= GIVEN REQUEST A =
In the avatarkit setup guide, which port does the Vite configuration assign to the development server?
= GIVEN REQUEST B =
Pick up the avatarkit setup guide after its final line and write the next step in the same format.

= TEXT PROVIDED =
+---+
Install dependencies

pnpm install
pnpm add @spatialwalk/avatarkit
3

Configure environment

In SpatialReal Studio, open Applications, then click Generate Temporary Token.Create .env:
.env
VITE_SPATIALREAL_APP_ID=your_app_id # SpatialReal Studio -> Applications
VITE_SPATIALREAL_AVATAR_ID=your_avatar_id # SpatialReal Studio -> Avatars
VITE_SPATIALREAL_SESSION_TOKEN=your_temporary_session_token
VITE_AUDIO_URL=
4

Update Vite config

vite.config.ts
import { defineConfig } from 'vite'
import vue from '@vitejs/plugin-vue'
import { avatarkitVitePlugin } from '@spatialwalk/avatarkit/vite'

export default defineConfig({
  plugins: [vue(), avatarkitVitePlugin()],
  server: { port: 3000 },
})
+---+
= Rows from a pointing dataset =
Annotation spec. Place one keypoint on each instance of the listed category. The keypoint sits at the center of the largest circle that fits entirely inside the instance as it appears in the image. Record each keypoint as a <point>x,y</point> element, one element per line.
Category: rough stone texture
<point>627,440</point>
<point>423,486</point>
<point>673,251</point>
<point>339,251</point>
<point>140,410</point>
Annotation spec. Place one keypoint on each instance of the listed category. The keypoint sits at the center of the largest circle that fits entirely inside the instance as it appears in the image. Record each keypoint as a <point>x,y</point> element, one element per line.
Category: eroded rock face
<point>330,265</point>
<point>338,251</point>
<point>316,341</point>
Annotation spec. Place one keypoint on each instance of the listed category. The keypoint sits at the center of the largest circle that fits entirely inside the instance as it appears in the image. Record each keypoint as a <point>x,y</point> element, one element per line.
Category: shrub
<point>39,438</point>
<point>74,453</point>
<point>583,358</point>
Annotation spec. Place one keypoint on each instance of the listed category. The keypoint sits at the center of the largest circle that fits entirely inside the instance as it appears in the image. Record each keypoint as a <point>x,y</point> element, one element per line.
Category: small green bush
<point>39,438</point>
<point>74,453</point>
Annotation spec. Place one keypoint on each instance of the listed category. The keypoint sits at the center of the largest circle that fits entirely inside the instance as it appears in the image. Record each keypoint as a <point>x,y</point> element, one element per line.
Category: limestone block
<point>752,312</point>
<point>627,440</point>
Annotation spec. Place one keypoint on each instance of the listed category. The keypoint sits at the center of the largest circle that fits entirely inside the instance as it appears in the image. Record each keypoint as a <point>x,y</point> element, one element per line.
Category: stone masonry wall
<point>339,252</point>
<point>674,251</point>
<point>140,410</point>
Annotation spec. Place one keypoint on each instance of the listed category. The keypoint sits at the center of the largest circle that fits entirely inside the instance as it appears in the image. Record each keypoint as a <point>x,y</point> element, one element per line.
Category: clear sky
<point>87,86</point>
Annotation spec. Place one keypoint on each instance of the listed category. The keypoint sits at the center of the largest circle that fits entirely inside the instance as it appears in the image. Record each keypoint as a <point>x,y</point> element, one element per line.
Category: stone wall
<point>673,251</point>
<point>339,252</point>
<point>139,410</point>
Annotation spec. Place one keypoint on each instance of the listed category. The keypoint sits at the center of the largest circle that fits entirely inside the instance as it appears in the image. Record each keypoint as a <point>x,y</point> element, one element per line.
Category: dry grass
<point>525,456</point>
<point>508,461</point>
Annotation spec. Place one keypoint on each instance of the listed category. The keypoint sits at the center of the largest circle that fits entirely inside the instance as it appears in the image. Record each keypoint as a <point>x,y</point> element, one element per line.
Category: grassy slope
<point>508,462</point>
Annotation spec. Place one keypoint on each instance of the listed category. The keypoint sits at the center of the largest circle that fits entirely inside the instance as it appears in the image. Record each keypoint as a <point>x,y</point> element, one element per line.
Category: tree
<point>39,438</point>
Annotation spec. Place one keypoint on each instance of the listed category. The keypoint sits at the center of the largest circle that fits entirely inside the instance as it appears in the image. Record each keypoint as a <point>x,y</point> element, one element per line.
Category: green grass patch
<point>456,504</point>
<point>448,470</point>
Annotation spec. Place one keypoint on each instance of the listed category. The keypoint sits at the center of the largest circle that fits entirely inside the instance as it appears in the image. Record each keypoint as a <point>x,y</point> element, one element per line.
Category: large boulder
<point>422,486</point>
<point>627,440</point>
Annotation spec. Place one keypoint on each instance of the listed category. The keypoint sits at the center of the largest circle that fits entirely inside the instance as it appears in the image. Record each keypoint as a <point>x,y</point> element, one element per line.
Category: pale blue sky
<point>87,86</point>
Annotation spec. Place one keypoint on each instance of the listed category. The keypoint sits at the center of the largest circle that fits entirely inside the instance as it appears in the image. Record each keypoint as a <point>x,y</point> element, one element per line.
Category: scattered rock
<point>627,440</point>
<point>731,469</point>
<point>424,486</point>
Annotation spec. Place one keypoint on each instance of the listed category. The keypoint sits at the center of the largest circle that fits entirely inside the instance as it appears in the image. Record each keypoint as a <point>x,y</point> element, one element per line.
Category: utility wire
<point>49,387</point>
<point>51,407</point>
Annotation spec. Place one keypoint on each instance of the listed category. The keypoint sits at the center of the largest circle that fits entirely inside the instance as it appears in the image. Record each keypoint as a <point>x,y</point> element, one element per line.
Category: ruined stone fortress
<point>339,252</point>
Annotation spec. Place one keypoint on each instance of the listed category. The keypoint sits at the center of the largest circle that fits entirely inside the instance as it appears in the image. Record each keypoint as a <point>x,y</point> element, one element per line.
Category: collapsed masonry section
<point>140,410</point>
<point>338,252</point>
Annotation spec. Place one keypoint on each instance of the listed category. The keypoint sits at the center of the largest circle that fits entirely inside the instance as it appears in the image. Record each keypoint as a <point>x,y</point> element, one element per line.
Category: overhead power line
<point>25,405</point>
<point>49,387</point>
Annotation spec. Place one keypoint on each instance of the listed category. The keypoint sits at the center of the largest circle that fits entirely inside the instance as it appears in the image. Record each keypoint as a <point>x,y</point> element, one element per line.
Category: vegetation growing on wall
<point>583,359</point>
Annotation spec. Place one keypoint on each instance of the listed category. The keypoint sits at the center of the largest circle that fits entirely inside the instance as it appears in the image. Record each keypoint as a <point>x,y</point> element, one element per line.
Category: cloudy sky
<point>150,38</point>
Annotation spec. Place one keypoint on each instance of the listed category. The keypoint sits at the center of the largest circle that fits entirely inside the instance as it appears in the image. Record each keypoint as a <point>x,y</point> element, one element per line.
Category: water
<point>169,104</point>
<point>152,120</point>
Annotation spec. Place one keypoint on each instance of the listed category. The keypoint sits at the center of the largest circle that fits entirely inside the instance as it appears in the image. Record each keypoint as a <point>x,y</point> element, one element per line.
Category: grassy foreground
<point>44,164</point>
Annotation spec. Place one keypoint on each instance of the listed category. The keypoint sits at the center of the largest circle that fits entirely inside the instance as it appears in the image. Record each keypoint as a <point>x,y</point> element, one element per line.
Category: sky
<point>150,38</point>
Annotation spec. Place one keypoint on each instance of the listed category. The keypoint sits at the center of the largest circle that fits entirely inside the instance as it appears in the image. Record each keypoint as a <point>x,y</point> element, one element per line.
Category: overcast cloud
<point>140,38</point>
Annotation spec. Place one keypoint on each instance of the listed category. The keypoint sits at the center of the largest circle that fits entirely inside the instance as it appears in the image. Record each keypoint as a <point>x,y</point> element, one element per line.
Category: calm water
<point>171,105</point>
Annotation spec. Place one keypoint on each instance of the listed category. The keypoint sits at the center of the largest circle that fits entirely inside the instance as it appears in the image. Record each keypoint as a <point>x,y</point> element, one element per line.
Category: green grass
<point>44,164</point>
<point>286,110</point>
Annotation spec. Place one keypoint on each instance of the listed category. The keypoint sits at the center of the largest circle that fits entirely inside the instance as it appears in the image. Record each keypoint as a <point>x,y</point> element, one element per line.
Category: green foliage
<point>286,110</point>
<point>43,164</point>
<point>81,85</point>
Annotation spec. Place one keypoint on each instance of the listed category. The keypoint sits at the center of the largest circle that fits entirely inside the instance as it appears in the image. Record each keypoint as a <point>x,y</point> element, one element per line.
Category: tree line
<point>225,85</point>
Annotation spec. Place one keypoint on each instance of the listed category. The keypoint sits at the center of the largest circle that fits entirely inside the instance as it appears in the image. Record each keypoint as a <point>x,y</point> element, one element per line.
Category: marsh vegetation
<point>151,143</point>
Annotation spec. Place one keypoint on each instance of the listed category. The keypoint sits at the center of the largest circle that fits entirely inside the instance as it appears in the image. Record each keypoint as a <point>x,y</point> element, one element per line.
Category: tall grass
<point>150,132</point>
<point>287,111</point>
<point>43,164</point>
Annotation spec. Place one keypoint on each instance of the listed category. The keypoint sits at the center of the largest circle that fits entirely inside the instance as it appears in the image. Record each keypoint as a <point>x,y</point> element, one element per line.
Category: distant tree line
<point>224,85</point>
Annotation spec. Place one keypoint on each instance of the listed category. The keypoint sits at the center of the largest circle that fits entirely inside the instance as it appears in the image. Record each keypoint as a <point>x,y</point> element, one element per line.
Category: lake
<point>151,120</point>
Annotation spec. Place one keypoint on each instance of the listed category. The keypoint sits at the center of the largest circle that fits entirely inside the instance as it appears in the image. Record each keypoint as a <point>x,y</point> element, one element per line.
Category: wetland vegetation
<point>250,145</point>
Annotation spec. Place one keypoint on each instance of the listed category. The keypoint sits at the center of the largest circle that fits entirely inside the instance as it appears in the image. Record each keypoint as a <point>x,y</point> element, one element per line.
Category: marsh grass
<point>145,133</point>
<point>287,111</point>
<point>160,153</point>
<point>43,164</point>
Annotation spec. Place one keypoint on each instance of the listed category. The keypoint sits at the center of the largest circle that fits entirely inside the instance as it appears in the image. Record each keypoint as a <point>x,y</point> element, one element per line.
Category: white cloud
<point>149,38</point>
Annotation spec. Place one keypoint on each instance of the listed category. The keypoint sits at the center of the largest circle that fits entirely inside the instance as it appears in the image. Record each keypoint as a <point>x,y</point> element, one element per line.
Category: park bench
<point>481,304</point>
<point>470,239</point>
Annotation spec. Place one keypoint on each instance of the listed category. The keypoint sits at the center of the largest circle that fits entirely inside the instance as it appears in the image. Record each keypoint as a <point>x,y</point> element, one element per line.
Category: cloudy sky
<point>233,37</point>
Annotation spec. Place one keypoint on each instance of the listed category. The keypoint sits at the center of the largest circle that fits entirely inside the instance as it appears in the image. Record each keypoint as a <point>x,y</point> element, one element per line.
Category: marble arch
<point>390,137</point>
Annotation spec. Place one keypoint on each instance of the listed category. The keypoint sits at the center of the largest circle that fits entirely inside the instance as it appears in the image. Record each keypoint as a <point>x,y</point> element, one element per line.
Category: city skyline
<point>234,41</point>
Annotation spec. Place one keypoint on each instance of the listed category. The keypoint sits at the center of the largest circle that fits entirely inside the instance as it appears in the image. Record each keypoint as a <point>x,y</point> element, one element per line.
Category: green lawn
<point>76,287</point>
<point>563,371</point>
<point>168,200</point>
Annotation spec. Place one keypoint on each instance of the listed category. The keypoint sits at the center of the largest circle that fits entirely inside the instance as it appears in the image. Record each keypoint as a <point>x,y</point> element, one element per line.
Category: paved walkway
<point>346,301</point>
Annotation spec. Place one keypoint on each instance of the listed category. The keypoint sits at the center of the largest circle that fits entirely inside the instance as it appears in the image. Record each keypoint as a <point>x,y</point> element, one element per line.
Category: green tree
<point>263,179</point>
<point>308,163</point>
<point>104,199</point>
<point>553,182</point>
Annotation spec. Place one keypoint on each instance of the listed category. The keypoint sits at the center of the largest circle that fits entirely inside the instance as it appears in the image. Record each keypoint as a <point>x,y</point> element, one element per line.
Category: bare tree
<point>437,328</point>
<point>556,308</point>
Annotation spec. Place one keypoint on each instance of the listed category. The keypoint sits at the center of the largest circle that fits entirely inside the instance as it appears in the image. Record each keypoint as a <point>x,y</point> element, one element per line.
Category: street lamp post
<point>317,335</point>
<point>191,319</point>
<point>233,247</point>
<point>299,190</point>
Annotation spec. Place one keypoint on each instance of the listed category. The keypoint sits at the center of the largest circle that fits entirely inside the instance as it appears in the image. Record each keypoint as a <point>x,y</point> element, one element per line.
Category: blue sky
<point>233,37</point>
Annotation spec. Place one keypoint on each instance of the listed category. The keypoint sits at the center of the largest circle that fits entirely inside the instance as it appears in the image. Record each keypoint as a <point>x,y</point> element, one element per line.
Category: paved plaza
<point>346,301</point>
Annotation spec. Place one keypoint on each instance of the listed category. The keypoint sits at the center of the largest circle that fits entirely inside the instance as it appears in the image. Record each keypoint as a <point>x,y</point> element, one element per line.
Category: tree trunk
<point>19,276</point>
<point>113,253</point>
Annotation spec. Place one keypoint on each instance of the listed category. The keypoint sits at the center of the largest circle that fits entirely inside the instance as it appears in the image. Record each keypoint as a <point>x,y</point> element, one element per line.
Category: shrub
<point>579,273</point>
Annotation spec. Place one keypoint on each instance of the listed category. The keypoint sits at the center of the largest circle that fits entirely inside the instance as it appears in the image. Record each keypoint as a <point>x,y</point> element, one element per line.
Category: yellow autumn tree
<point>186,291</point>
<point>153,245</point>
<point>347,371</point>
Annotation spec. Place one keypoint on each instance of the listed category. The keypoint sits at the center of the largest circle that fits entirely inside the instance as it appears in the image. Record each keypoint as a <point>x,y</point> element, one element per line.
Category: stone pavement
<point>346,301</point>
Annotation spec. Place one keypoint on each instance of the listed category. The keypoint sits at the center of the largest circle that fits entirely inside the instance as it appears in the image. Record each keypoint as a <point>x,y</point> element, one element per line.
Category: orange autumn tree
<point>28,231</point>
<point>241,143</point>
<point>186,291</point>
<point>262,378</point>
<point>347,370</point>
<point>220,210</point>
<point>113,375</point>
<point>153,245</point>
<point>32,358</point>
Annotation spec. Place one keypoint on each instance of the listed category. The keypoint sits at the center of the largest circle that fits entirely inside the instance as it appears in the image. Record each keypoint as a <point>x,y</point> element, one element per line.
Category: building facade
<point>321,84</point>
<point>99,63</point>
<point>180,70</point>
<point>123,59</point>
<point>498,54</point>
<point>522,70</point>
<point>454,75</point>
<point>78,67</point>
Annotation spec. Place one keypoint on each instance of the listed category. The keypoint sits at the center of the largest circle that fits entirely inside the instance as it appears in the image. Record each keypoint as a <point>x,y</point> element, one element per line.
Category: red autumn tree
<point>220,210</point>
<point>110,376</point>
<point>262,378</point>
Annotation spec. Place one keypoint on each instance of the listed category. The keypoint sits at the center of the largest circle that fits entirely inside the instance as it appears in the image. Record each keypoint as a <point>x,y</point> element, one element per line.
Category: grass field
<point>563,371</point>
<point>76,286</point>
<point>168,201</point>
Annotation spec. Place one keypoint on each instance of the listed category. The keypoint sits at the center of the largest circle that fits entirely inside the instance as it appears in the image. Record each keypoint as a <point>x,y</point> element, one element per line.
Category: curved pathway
+---+
= ANSWER A =
Port 3000.

= ANSWER B =
5

Create app page

Create src/App.vue and paste the following snippets in order.Start with the base <script setup> structure. This part imports Vue and SpatialReal SDK APIs, reads values from .env, and defines core UI state. It also includes small helpers used by the playback flow.
src/App.vue
<script setup lang="ts">
import { nextTick, onBeforeUnmount, ref } from 'vue'
import {
  AvatarManager,
  AvatarSDK,
  AvatarView,
  DrivingServiceMode,
  Environment,
} from '@spatialwalk/avatarkit'

// Keep SDK audio format aligned with conversion and streaming.
const SAMPLE_RATE = 16000

// UI state and avatar mount point.
const container = ref<HTMLDivElement | null>(null)
const status = ref('Click Play Demo Audio to start')
const busy = ref(false)

// Active avatar view instance (created after avatar is loaded).
let avatarView: AvatarView | null = null

// Runtime configuration from .env.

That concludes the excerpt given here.